:: WORK INSTRUCTION ::
Revise the records starting at their beginning and ending at the line containing "box: [369, 111, 433, 242]", replacing "bounding box" with "enclosing box" and leaving everything else unchanged. Leave the pictures out of your answer.

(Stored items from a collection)

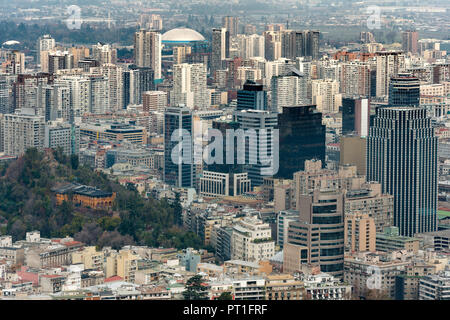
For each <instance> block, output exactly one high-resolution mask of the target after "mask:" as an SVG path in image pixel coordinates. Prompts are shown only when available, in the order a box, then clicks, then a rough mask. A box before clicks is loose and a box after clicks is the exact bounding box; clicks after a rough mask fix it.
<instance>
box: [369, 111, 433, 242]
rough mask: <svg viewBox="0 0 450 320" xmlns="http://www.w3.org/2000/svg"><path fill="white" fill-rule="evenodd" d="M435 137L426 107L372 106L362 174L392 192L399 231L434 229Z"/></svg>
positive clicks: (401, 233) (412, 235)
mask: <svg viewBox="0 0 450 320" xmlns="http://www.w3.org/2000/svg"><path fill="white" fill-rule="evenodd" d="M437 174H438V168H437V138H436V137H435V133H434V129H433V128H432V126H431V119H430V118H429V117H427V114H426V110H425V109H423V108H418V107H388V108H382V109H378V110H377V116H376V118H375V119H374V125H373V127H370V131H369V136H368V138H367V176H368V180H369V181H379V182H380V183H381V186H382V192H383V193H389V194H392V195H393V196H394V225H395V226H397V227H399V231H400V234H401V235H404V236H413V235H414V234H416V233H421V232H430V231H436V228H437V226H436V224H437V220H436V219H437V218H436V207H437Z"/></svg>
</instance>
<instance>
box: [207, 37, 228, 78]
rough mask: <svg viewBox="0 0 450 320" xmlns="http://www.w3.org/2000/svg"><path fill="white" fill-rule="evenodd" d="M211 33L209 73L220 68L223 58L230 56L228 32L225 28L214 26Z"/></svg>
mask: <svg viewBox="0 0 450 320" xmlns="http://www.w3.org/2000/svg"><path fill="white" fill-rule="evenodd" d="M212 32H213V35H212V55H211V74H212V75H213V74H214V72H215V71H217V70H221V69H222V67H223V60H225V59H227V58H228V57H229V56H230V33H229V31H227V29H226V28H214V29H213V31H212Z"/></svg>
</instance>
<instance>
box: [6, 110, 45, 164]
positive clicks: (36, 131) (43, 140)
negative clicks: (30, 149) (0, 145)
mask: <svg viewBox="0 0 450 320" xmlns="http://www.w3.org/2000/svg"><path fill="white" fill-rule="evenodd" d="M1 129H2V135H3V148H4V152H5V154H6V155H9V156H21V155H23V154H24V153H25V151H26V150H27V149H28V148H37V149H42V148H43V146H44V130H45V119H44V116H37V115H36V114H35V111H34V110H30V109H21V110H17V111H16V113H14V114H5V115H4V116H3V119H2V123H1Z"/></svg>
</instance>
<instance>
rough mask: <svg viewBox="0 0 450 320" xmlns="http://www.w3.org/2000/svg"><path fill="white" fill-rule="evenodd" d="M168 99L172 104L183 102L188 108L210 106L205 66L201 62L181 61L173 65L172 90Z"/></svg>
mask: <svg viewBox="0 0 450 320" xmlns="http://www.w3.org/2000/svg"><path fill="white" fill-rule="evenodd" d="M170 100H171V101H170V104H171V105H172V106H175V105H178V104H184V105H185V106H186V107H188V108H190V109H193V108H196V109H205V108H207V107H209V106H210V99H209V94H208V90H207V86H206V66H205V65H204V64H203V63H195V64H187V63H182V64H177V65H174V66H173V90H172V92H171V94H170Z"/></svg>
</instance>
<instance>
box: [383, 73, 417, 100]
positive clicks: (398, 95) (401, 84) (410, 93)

:: EXERCISE RESPONSE ::
For each <instance> block, output exactly one high-resolution mask of the target after "mask:" as an SVG path in image pixel coordinates. Prompts are shown only when available, in the order a box, then clicks, then a rough mask. A box before clicks is loose and a box after clicks is the exact enclosing box; clicks after a rough mask fix it.
<instance>
box: [369, 111, 433, 242]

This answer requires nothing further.